#### Quoted text
☆ ☆ ☆ ☆ ☆

Table VI: Water desalination plant specification [29].
Unit Amount
SWRO Desalination
Capex €/(m3∙a) 2.23
Opex % of capex per annum 4.3
Lifetime years 30
Electricity consumption kWh/m3 3.0
Water efficiency % 45
Water storage
Capex €/(m3a) 0.0074
Opex % of capex per annum 1.5
Lifetime years 30
2.1.5 Oxygen
In case of a potential market, oxygen, as a byproduct
of electrolysis, can have a very important role in the final
cost of produced SNG. The market price of oxygen for
industrial purposes can be up to 80 €/tO2 [10]. It might be
too optimistic to assume that all the produced oxygen
would be sold for this price. Moreover, in case of a
potential market, oxygen storage and transportation costs
have to be applied. To have a rough assumption,
considering all these effects, there is no benefit from
oxygen in the base scenario. The projection of maximum
20 €/tO2 benefit from oxygen has been studied.
2.2 LNG VALUE CHAIN
Hybrid PV-Wind plants and PtG facilities need the
highest rate of FLh to minimize the levelized cost of
energy (LCOE) to produce SNG. There are limited places
in the world with such high FLh (see Fig. 2) which can act
as an interminable NG reserve. Like NG reserves, these
places are not always near consumption areas. For
distances of more than 2000 km, LNG transportation is
cheaper than NG pipelines [30]. In this research Japan,
which has the highest LNG demand and price in the world
[31], has been chosen as the target market. The selected
place of SNG production is Argentina (see Fig. 2). Due to
the large distance between these two countries (approx.
17,500 km) and the oceans between them, NG
transportation via pipeline is not beneficial, neither
practical; thus, LNG shipping and therefore a LNG value
chain is required.
Figure 4 shows the LNG value chain. First, NG is
cooled down to -162°C at atmospheric pressure in order to
change it to a liquid phase which has 600 times less volume
[30]. Then, it can be shipped to the destination by LNG
carriers [30]. At destination, LNG is heated up in
regasification plants [30] to change the phase to gas, so that
it can be used in the local gas grid. It is also possible to use
LNG directly as fuel in the transportation sector [32].
Figure 4: RE-LNG value chain.

☆ ☆ ☆ ☆ ☆

#### Collected data
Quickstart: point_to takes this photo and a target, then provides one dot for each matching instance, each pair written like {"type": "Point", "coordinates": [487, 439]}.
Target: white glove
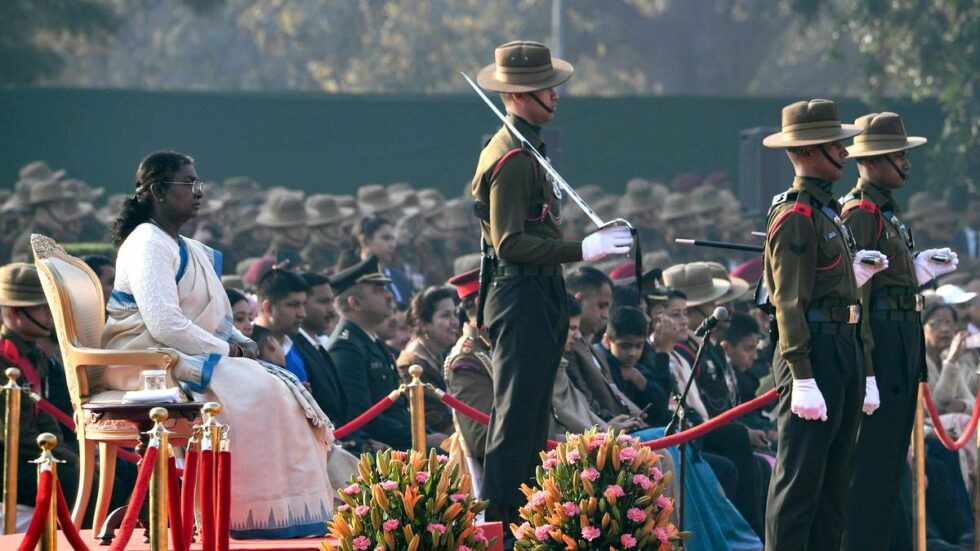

☆ ☆ ☆ ☆ ☆

#### Exercise tasks
A. Translate this sentence from the passage on renewable LNG into Spanish: "Like NG reserves, these places are not always near consumption areas."
B. Carry the passage on renewable LNG forward from its final line.
The material placed after the passage on renewable LNG was drawn from a different source.

#### Task-by-task results
A. Al igual que las reservas de GN, estos lugares no siempre se encuentran cerca de las zonas de consumo.

B.
2.2.1 SNG liquefaction
Generally, NG liquefaction efficiency is around 70-
80% [33], but SNG liquefaction efficiency is much higher
as it is pure methane and no gas treatment is required. Only
7-9% of feed gas is used as fuel in the liquefaction process
[34]. The gas treatment needed for the NG depends on the
quality of each NG reserve. Figure 5 shows the maximum
gas treatment process needed in LNG production from
NG. Besides the increase in the energy efficiency, the
elimination of these gas treating devices results in lower
cost in comparison to NG liquefaction process. The cost
distribution of a typical liquefaction plant is shown in
Table VII [30].
Figure 5: Maximum gas treatment for LNG production
from NG [33].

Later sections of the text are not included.